Source document
A fine Model Y rival
Pity the latest Merc EV costs more than twice as much as the Tesla
With pricing that makes it more expensive than some versions of the rival Audi Q8 e-Tron, Polestar 3 and Porsche Taycan 4 Cross Turismo, and which makes the slightly smaller Tesla Model Y look like an absolute steal, the new SUV version of the EQE really ought to be exceptionally good.
You can get the entry-level EQE SUV, the 350 in AMG Line trim, for £90,560, or you can go up to £121,760 for the 500 in Business Class spec. Other markets also get more potent – and more expensive – AMG versions. Our test car, the 500 in AMG Line Premium spec – which means it comes with just about everything aside from rear-wheel steering and the cabin-spanning Hyperscreen – sits on the high side of average in terms of price and performance. For £108,760 you get 402bhp and a 4.9sec 0-62mph time, plus a WLTP range that promises 324 miles, but maximum charge power limited to a time-consuming 170kW.
Like all EVs, the EQE SUV produces instant torque by the bagful. Once you have silenced all the warning chimes, the virtually noiseless waftability turns this low-drag luxury liner into a beautifully kitted-out cocoon. This is a great tourer – spacious, refined, comfortable, suciently potent and very well equipped. The four drive modes orchestrate the power and torque delivery, fine tune the throttle response and mastermind the brake action.
Effortless and progressive deceleration is nonetheless still the Achilles’ heel of every EQE and EQS model including this new SUV. How come? Because the left pedal is more interested in regenerating energy than in stopping the car. It feels vague most of the time, requires too much pressure, lacks feedback and is not intuitive to modulate. Fully aware of this flaw, Mercedes promises a fix before the end of the year.

Supplied entries
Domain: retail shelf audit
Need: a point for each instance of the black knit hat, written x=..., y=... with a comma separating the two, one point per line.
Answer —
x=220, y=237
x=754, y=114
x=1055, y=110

Short problem 1
Can you write out the passage of the Mercedes EQE SUV review from "Like all EVs, the" up to and including "the brake action.", word for word?
Short problem 2
Can you pick up the Mercedes EQE SUV review after its last sentence and carry it on?

Final answer 1
Like all EVs, the EQE SUV produces instant torque by the bagful. Once you have silenced all the warning chimes, the virtually noiseless waftability turns this low-drag luxury liner into a beautifully kitted-out cocoon. This is a great tourer – spacious, refined, comfortable, suciently potent and very well equipped. The four drive modes orchestrate the power and torque delivery, fine tune the throttle response and mastermind the brake action.

Final answer 2
Available as part of the Premium Plus pack, the rear-wheel steering carries a £3.5k premium, but we wouldn’t bother because the tighter turning circle is offset by more
erratic high-speed turn-in behaviour which feels as if you are overdriving the car without wanting to. Even though the Airmatic air suspension is standard on UK vehicles, the less synthetic steel set-up we drove for reference actually does a better job in terms of body control, ride comfort and handling balance. While the front air springs are well behaved, the rears tend to be caught out by sharp-edged potholes and transverse ridges.
All in all, this is a nicely compliant chariot which conceals its feisty kerbweight of over 2.6 tonnes rather well. The directional stability is without fault, but the over-assisted steering feels rather light and mushy, and this haptic listlessness tends to increase as you wind on more lock.
Route planning has never been so effortless, with charging opportunities neatly factored in to the nav algorithms, and voice command is now so failsafe that the busy touchscreen and the flimsy multi-mode steering-wheel controls have just about made themselves redundant.
The EQE SUV does many things well. But not so well that it’s worth the asking price.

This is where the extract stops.